-- AIM OF THE TASK --
Reproduce all the entries exactly.

Stored records
- - -
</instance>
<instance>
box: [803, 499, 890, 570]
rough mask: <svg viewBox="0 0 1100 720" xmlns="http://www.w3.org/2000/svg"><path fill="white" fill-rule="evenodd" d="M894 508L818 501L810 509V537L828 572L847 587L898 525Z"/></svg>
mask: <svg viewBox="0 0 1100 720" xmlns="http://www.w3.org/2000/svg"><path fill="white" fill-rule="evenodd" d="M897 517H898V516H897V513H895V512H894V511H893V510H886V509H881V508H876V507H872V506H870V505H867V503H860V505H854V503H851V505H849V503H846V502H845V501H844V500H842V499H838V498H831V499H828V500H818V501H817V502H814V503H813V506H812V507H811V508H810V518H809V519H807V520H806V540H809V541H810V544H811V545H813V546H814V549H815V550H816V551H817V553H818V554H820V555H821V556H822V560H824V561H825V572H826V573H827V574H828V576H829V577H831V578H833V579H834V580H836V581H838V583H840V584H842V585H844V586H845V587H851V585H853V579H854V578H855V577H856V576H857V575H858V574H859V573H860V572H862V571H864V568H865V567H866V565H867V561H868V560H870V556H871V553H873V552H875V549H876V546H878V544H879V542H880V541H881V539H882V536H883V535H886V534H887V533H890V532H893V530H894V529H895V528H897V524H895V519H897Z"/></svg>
- - -
-- RESPONSE AREA --
</instance>
<instance>
box: [803, 499, 890, 570]
rough mask: <svg viewBox="0 0 1100 720" xmlns="http://www.w3.org/2000/svg"><path fill="white" fill-rule="evenodd" d="M894 508L818 501L810 509V537L828 572L847 587L898 525Z"/></svg>
mask: <svg viewBox="0 0 1100 720" xmlns="http://www.w3.org/2000/svg"><path fill="white" fill-rule="evenodd" d="M897 517H898V516H897V513H895V512H894V511H893V510H886V509H881V508H876V507H872V506H870V505H867V503H860V505H854V503H851V505H849V503H846V502H845V501H844V500H842V499H838V498H831V499H828V500H818V501H817V502H814V503H813V506H812V507H811V508H810V518H809V519H807V520H806V540H809V541H810V544H811V545H813V546H814V549H815V550H816V551H817V553H818V554H820V555H821V556H822V560H824V561H825V572H826V573H827V574H828V576H829V577H831V578H833V579H834V580H836V581H838V583H840V584H842V585H844V586H845V587H851V585H853V579H854V578H855V577H856V576H857V575H858V574H859V573H860V572H862V571H864V568H865V567H866V565H867V561H868V560H870V556H871V553H873V552H875V549H876V546H878V544H879V542H880V541H881V539H882V536H883V535H886V534H887V533H890V532H893V530H894V529H895V528H897V524H895V519H897Z"/></svg>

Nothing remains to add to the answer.